Work to complete: In this exercise, return only the lines that run from the line with "Place one point on every instance of the red petal." to the end of the entries below, both included. Pictures are not copied.

Exercise materials:
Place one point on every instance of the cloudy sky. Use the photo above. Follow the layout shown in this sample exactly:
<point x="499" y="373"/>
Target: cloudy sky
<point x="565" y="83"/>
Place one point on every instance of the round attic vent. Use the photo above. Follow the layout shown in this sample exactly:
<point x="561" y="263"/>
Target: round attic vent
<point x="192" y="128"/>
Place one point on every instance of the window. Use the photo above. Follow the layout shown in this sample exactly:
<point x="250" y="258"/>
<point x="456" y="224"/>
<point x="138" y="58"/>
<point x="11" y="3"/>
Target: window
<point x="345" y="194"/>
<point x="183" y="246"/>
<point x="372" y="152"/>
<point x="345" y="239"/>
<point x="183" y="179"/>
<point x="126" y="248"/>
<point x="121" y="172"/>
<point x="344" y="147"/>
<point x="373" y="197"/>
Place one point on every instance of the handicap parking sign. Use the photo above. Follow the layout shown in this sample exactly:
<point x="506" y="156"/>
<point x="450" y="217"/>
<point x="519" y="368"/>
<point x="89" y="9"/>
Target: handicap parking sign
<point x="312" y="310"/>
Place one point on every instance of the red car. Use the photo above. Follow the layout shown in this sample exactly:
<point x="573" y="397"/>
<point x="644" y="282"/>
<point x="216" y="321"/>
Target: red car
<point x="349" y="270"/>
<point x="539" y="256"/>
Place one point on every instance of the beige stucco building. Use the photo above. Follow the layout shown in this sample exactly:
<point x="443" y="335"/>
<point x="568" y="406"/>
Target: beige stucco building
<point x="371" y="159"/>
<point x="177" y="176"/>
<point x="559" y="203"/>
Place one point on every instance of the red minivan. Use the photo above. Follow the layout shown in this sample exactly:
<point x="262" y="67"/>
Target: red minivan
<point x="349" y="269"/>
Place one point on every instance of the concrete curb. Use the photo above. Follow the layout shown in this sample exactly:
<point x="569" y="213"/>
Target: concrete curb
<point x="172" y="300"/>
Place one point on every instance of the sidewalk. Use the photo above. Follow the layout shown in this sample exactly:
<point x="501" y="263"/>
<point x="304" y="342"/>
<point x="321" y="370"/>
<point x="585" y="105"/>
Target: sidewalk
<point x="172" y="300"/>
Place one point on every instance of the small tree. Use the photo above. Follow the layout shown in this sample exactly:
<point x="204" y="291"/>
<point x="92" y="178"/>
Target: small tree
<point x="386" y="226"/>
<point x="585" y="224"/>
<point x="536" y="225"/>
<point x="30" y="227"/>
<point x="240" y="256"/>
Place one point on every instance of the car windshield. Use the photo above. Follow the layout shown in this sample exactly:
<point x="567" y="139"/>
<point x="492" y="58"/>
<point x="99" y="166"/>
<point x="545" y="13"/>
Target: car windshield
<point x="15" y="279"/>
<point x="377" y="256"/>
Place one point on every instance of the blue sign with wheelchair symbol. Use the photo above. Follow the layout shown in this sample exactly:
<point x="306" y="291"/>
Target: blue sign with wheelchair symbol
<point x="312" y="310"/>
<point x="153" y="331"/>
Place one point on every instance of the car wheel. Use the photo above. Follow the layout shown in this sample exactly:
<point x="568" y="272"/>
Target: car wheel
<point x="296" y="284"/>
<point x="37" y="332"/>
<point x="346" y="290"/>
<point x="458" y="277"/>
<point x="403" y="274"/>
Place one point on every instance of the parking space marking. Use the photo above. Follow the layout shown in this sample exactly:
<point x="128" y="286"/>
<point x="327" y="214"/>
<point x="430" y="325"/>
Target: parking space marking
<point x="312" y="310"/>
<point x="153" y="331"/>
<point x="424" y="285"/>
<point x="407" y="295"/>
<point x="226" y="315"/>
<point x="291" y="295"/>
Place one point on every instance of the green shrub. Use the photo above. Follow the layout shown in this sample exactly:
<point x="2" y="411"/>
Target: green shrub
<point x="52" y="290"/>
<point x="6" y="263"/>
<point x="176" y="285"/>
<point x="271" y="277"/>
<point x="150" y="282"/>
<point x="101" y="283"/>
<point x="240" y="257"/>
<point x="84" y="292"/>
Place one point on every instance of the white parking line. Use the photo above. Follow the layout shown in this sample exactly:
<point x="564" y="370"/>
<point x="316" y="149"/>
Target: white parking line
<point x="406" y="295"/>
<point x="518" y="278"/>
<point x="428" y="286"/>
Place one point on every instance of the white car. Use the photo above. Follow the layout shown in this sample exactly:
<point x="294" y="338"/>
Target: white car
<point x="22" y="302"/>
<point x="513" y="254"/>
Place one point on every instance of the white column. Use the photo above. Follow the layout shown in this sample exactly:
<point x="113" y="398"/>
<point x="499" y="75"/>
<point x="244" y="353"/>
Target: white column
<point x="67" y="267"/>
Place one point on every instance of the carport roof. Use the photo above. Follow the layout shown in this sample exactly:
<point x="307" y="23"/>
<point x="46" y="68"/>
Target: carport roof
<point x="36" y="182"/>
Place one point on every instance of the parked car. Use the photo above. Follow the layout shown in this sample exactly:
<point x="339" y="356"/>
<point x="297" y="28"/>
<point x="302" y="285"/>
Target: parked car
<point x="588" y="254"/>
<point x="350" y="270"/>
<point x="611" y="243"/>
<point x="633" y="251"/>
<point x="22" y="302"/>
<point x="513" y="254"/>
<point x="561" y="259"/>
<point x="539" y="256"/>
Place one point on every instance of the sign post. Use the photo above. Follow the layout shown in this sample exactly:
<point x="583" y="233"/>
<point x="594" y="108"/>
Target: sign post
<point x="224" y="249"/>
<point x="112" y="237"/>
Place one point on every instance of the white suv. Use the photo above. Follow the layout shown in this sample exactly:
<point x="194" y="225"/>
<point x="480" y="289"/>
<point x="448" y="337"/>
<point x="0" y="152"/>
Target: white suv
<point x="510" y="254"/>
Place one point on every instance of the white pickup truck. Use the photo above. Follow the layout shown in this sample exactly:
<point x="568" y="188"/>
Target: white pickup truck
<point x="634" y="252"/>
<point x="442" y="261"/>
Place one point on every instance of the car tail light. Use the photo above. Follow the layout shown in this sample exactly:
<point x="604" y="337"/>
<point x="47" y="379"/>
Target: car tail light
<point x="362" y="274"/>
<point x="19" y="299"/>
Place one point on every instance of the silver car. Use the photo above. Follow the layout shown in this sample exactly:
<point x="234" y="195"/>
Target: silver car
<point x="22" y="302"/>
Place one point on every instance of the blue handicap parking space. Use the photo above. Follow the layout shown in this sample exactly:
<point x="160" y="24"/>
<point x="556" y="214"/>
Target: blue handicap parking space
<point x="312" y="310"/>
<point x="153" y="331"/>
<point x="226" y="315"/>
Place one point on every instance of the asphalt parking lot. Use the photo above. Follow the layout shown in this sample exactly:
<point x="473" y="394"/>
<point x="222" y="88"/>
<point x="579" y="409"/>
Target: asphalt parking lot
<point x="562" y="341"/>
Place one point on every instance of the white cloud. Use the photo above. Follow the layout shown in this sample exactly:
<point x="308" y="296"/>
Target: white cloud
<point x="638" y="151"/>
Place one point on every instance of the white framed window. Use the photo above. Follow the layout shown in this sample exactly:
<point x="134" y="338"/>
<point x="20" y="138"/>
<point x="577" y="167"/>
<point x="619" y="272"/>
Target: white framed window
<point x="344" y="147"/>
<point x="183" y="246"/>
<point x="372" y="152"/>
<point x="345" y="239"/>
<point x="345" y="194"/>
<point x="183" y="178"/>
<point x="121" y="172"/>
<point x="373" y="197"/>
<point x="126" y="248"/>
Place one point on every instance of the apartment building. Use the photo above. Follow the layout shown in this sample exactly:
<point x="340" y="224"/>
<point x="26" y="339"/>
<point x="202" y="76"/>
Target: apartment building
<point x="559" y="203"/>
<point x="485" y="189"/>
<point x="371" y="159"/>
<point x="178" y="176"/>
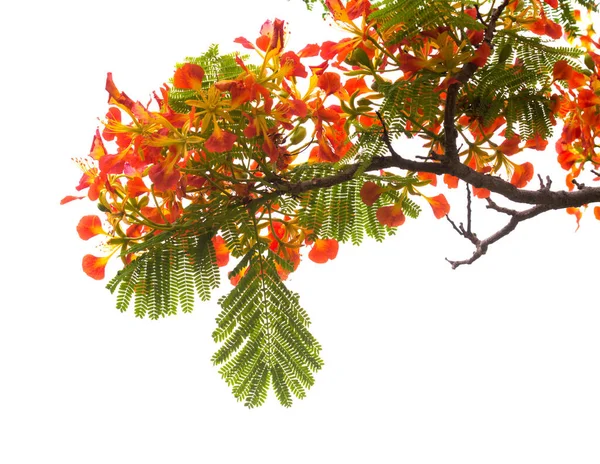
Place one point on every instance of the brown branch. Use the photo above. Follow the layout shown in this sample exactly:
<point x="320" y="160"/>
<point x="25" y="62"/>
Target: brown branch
<point x="481" y="246"/>
<point x="463" y="76"/>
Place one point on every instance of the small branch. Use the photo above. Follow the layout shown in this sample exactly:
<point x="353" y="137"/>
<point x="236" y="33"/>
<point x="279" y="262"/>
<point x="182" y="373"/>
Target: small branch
<point x="481" y="246"/>
<point x="500" y="209"/>
<point x="458" y="231"/>
<point x="468" y="209"/>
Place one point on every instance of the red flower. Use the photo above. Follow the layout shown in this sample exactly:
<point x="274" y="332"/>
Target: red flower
<point x="451" y="181"/>
<point x="481" y="55"/>
<point x="189" y="76"/>
<point x="323" y="250"/>
<point x="439" y="205"/>
<point x="370" y="192"/>
<point x="89" y="226"/>
<point x="94" y="266"/>
<point x="480" y="192"/>
<point x="329" y="82"/>
<point x="391" y="216"/>
<point x="522" y="174"/>
<point x="510" y="146"/>
<point x="220" y="141"/>
<point x="221" y="250"/>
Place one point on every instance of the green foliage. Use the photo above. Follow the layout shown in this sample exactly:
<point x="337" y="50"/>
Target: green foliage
<point x="264" y="336"/>
<point x="409" y="17"/>
<point x="216" y="67"/>
<point x="338" y="212"/>
<point x="167" y="277"/>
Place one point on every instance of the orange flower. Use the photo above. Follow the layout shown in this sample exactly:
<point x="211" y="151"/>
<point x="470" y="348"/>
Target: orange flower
<point x="89" y="226"/>
<point x="370" y="192"/>
<point x="481" y="192"/>
<point x="577" y="213"/>
<point x="481" y="55"/>
<point x="562" y="70"/>
<point x="439" y="205"/>
<point x="451" y="181"/>
<point x="329" y="82"/>
<point x="323" y="250"/>
<point x="220" y="141"/>
<point x="431" y="177"/>
<point x="510" y="146"/>
<point x="164" y="176"/>
<point x="189" y="76"/>
<point x="391" y="216"/>
<point x="537" y="143"/>
<point x="522" y="174"/>
<point x="221" y="250"/>
<point x="94" y="266"/>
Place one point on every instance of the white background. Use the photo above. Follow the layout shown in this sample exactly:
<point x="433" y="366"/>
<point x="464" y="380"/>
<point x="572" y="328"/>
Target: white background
<point x="493" y="363"/>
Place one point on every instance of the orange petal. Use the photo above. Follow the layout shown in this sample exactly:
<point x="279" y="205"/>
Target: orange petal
<point x="94" y="266"/>
<point x="391" y="216"/>
<point x="221" y="250"/>
<point x="537" y="143"/>
<point x="220" y="141"/>
<point x="89" y="226"/>
<point x="510" y="146"/>
<point x="338" y="10"/>
<point x="522" y="175"/>
<point x="69" y="198"/>
<point x="451" y="181"/>
<point x="329" y="82"/>
<point x="189" y="76"/>
<point x="439" y="205"/>
<point x="370" y="192"/>
<point x="481" y="55"/>
<point x="323" y="250"/>
<point x="562" y="70"/>
<point x="577" y="213"/>
<point x="164" y="176"/>
<point x="481" y="192"/>
<point x="431" y="177"/>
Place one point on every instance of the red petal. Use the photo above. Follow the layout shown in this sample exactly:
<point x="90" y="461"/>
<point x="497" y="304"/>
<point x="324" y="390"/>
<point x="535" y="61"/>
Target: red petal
<point x="522" y="175"/>
<point x="577" y="213"/>
<point x="221" y="250"/>
<point x="370" y="192"/>
<point x="164" y="177"/>
<point x="439" y="205"/>
<point x="329" y="82"/>
<point x="481" y="55"/>
<point x="562" y="70"/>
<point x="510" y="146"/>
<point x="430" y="176"/>
<point x="244" y="42"/>
<point x="69" y="198"/>
<point x="220" y="141"/>
<point x="94" y="267"/>
<point x="89" y="226"/>
<point x="309" y="50"/>
<point x="481" y="192"/>
<point x="391" y="216"/>
<point x="323" y="250"/>
<point x="451" y="181"/>
<point x="189" y="76"/>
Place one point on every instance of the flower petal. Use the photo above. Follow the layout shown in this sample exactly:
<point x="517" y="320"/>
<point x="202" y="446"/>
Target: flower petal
<point x="189" y="76"/>
<point x="323" y="250"/>
<point x="89" y="226"/>
<point x="391" y="216"/>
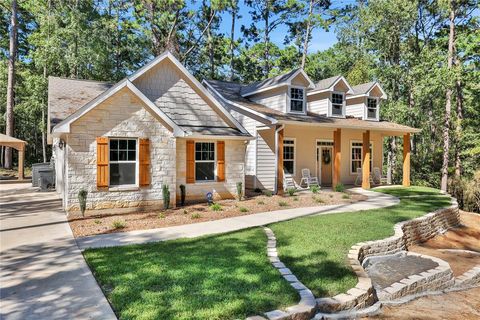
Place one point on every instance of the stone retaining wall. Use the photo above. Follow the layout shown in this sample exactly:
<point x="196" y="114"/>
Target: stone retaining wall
<point x="406" y="233"/>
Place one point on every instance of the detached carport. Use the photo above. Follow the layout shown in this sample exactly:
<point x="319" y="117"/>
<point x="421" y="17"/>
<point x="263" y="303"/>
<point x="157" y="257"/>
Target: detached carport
<point x="19" y="145"/>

Final result:
Place one point on every instance of the red petal. Use the photo above. Follow the layout shown in this sample exactly:
<point x="90" y="461"/>
<point x="497" y="304"/>
<point x="324" y="390"/>
<point x="535" y="61"/>
Target: red petal
<point x="522" y="175"/>
<point x="577" y="213"/>
<point x="221" y="250"/>
<point x="370" y="192"/>
<point x="164" y="177"/>
<point x="439" y="205"/>
<point x="329" y="82"/>
<point x="481" y="55"/>
<point x="562" y="70"/>
<point x="510" y="146"/>
<point x="430" y="176"/>
<point x="244" y="42"/>
<point x="69" y="198"/>
<point x="220" y="141"/>
<point x="94" y="267"/>
<point x="89" y="226"/>
<point x="309" y="50"/>
<point x="481" y="192"/>
<point x="391" y="216"/>
<point x="323" y="250"/>
<point x="451" y="181"/>
<point x="189" y="76"/>
Place one point on every instance of the flower petal. Use the photo above. Follow the layout shown in this sample exactly:
<point x="517" y="320"/>
<point x="202" y="446"/>
Target: flower petal
<point x="189" y="76"/>
<point x="323" y="250"/>
<point x="89" y="226"/>
<point x="391" y="216"/>
Place one point on every instance of the stone retaining wall. Use the photo above. Follow the layout shown in this sample exactly:
<point x="196" y="114"/>
Target: stone retaining wall
<point x="406" y="233"/>
Place one point on every instance of the detached carport. Use the photo above. Follow the layout shown in this sample exactly:
<point x="319" y="117"/>
<point x="421" y="17"/>
<point x="263" y="303"/>
<point x="157" y="257"/>
Target: detached carport
<point x="19" y="145"/>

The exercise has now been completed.